**Activity**
Through the line with "In this exercise you will indicate the white kitchen" and starting from the first line, return the records below word for word, with pictures left out.

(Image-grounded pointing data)

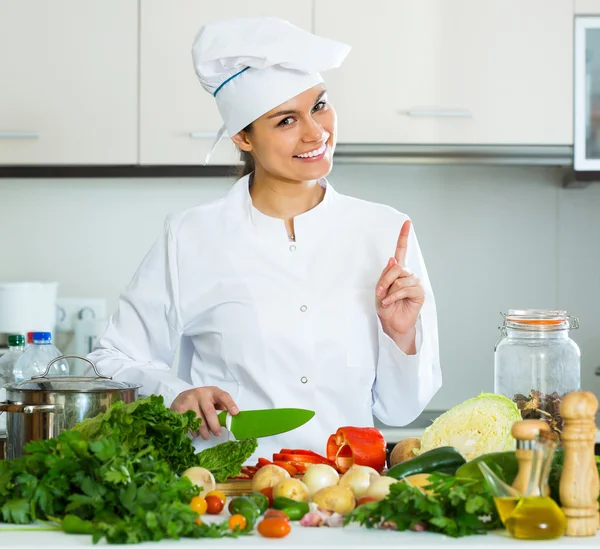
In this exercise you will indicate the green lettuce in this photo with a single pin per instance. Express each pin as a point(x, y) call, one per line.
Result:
point(478, 426)
point(224, 460)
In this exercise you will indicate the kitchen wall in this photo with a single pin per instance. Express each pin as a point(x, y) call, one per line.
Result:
point(493, 238)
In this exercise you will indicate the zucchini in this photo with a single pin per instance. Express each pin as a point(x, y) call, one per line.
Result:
point(445, 459)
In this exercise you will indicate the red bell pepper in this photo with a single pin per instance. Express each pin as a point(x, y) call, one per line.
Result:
point(300, 459)
point(357, 446)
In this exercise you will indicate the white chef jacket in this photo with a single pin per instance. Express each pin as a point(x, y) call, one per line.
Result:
point(273, 322)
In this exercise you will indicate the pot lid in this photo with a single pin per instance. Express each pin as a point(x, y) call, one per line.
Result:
point(71, 384)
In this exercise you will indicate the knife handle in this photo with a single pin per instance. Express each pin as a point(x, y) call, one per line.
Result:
point(222, 418)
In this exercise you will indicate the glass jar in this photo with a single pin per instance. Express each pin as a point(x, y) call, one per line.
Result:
point(536, 362)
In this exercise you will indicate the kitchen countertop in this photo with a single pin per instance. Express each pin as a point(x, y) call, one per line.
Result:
point(315, 538)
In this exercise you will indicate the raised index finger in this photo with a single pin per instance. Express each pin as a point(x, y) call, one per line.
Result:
point(402, 245)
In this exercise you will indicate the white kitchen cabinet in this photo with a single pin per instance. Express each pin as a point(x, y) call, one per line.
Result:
point(587, 7)
point(178, 118)
point(68, 82)
point(452, 71)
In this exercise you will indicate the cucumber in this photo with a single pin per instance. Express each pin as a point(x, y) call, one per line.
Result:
point(445, 459)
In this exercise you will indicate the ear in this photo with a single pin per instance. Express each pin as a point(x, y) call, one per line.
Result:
point(241, 141)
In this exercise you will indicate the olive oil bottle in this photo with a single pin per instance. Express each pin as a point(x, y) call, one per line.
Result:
point(536, 516)
point(505, 506)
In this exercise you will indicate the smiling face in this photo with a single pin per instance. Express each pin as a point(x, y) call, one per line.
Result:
point(294, 141)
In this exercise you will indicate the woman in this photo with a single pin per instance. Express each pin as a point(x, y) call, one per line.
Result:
point(284, 293)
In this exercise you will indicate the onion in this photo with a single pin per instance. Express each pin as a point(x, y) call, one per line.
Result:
point(380, 487)
point(358, 478)
point(338, 499)
point(291, 488)
point(320, 476)
point(268, 476)
point(201, 477)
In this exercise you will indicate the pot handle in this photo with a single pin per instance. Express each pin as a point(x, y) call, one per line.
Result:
point(98, 374)
point(31, 408)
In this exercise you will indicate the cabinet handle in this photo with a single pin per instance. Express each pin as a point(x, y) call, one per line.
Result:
point(203, 135)
point(19, 135)
point(438, 113)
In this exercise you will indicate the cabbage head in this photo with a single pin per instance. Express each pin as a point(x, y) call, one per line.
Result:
point(478, 426)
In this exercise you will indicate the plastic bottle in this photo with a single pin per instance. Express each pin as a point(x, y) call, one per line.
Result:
point(36, 358)
point(16, 346)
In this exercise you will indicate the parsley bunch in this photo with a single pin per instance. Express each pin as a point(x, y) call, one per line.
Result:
point(457, 507)
point(116, 476)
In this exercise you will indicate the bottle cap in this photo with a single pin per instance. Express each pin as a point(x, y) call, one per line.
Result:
point(16, 340)
point(42, 337)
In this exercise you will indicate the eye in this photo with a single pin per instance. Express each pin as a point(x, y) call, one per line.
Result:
point(286, 121)
point(320, 106)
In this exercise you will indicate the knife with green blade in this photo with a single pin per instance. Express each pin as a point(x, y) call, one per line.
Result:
point(264, 423)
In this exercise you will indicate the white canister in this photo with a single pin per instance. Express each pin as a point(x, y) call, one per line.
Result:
point(28, 307)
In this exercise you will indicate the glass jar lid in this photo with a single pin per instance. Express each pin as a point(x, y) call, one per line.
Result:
point(539, 320)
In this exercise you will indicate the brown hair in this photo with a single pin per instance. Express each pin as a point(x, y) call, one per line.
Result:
point(246, 158)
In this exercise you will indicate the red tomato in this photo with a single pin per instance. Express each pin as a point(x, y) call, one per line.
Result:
point(198, 504)
point(275, 513)
point(237, 522)
point(274, 528)
point(269, 493)
point(214, 505)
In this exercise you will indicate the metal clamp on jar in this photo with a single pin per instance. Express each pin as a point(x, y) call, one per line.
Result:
point(536, 362)
point(43, 407)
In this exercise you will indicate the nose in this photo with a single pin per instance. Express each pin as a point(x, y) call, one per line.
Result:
point(314, 132)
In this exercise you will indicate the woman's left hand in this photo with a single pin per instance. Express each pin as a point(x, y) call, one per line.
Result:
point(400, 294)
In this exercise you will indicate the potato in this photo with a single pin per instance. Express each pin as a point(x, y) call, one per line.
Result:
point(403, 451)
point(268, 476)
point(338, 499)
point(291, 488)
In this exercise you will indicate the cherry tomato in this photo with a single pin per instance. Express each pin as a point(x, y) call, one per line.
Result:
point(275, 513)
point(237, 521)
point(365, 499)
point(269, 493)
point(198, 504)
point(219, 494)
point(214, 505)
point(287, 466)
point(274, 528)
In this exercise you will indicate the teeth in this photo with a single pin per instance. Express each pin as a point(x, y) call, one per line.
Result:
point(316, 152)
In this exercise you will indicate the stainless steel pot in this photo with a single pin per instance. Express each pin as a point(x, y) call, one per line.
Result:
point(43, 406)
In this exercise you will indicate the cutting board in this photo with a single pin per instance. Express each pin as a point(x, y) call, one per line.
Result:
point(234, 487)
point(239, 487)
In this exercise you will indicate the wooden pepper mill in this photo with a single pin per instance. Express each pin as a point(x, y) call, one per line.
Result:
point(524, 432)
point(579, 483)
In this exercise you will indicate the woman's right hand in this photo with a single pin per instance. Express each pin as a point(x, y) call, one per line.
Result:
point(205, 401)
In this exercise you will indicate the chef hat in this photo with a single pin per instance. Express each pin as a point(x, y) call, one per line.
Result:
point(253, 64)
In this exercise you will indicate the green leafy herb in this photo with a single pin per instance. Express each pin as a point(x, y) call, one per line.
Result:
point(224, 460)
point(116, 476)
point(147, 421)
point(457, 507)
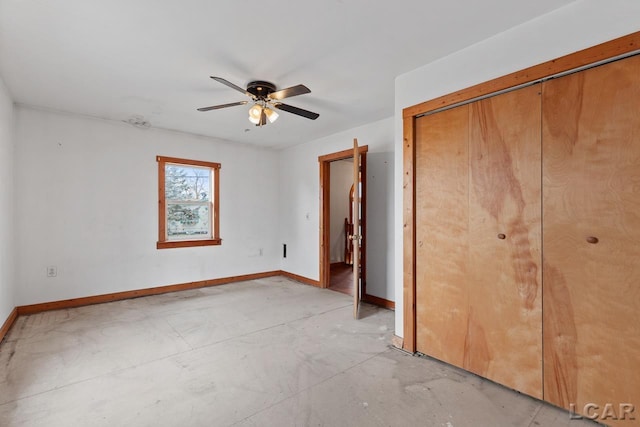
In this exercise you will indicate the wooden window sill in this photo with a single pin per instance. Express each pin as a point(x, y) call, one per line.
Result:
point(188, 243)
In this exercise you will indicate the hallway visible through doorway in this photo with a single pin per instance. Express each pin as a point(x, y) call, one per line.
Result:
point(341, 278)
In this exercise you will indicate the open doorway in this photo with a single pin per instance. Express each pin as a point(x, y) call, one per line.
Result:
point(337, 218)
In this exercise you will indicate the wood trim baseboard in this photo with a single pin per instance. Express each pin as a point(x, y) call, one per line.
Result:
point(117, 296)
point(385, 303)
point(6, 326)
point(397, 342)
point(300, 279)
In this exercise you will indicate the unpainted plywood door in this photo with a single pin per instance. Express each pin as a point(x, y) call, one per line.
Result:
point(442, 180)
point(504, 327)
point(591, 229)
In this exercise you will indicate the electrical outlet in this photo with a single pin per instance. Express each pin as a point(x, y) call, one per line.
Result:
point(52, 271)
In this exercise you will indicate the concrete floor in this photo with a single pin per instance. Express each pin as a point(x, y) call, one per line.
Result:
point(269, 352)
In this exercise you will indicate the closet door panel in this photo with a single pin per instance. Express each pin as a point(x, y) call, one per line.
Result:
point(591, 170)
point(504, 328)
point(441, 234)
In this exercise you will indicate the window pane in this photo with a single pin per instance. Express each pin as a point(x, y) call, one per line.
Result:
point(188, 221)
point(187, 183)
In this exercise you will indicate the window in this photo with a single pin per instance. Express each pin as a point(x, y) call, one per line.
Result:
point(188, 202)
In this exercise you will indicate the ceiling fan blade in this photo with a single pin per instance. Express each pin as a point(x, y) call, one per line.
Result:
point(289, 92)
point(217, 107)
point(231, 85)
point(296, 110)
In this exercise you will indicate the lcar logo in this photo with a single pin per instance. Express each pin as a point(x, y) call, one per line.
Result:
point(609, 411)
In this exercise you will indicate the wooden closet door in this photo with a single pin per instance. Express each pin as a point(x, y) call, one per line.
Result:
point(504, 326)
point(441, 186)
point(591, 143)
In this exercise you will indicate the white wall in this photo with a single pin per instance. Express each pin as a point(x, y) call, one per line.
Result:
point(341, 181)
point(299, 203)
point(577, 26)
point(7, 284)
point(86, 193)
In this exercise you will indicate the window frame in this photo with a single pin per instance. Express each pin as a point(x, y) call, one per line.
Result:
point(163, 242)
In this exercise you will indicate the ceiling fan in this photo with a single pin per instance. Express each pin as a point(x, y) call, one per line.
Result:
point(265, 98)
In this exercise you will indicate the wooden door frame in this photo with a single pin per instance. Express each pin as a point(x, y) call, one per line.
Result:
point(584, 58)
point(325, 212)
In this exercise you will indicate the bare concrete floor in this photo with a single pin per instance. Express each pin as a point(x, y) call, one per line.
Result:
point(268, 352)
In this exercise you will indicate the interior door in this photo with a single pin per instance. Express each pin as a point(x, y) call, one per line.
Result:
point(357, 234)
point(442, 214)
point(504, 324)
point(591, 171)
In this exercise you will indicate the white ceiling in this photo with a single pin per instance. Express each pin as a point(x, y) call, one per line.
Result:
point(153, 58)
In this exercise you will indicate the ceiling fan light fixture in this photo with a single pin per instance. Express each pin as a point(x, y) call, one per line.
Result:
point(272, 116)
point(254, 114)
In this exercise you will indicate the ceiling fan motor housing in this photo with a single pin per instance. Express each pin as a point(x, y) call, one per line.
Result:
point(261, 89)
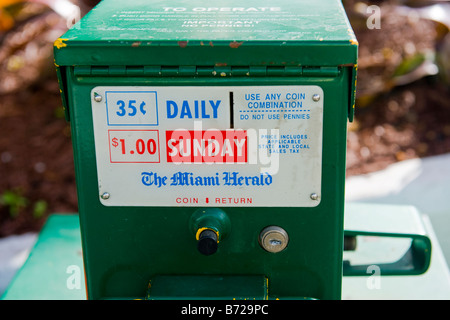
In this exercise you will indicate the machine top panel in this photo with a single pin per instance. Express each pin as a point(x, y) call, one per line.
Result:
point(228, 32)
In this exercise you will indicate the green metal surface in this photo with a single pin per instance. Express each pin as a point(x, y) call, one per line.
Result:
point(208, 287)
point(54, 268)
point(125, 247)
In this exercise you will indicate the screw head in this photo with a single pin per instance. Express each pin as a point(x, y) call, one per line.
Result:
point(316, 97)
point(105, 196)
point(273, 239)
point(97, 97)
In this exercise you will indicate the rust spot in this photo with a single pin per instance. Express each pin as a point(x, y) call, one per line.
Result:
point(236, 44)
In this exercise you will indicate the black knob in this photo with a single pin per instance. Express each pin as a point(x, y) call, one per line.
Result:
point(207, 242)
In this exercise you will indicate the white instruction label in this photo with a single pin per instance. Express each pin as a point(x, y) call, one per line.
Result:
point(209, 146)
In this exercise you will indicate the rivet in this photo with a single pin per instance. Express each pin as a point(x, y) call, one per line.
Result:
point(105, 196)
point(316, 97)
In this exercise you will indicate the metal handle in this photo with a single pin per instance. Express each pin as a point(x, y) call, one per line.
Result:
point(415, 261)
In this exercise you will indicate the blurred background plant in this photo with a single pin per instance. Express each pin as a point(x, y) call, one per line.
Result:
point(402, 108)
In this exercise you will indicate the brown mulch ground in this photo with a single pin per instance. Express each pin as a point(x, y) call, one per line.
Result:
point(404, 122)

**Response to the task**
In this exercise you will indicate the green lettuce in this photo with a single pin per instance. Express each pin as a point(x, y) call, one per line.
Result:
point(478, 426)
point(224, 460)
In this exercise you will indicate the kitchen wall in this photo with a single pin per instance. Express each pin as a point(x, y) call, one per line.
Result:
point(493, 238)
In this exercise you will indicate the zucchini in this photo with a single pin per instance. Express each pin as a point(x, y) call, one per line.
Result:
point(445, 459)
In this exercise you will indicate the red bell pepper in this photo with a single pin per instance. Express each pin as a point(x, y) call, one per line.
Result:
point(300, 459)
point(357, 446)
In this exercise you will indicate the white chef jacket in this photo with a single pin per instance. Express each pin as a point(x, y) call, one per line.
Result:
point(273, 322)
In this exercise you will indicate the pot lid in this photo with a single pin per instance. Express each pin as a point(x, y) call, one per line.
Result:
point(71, 384)
In this exercise you will indicate the knife handle in this photo with a single pin per instance. Express each pin as a point(x, y) call, one per line.
Result:
point(222, 418)
In this exercise you will indicate the glass jar in this photo with a single pin per instance. Express each pin as a point(x, y) call, one per line.
Result:
point(536, 362)
In this exercise you will indicate the kitchen countertop in this photo with a single pin per instance. Express each pin as a point(x, y) call, one per line.
Result:
point(315, 538)
In this exercise you will indicate the raised index finger in this photo with a single pin per instance. Express each pin as a point(x, y) call, one per line.
Result:
point(402, 245)
In this exercise you will indicate the white kitchen cabinet in this photo with a single pin per instance. Express each pin as a point(x, y) call, one per line.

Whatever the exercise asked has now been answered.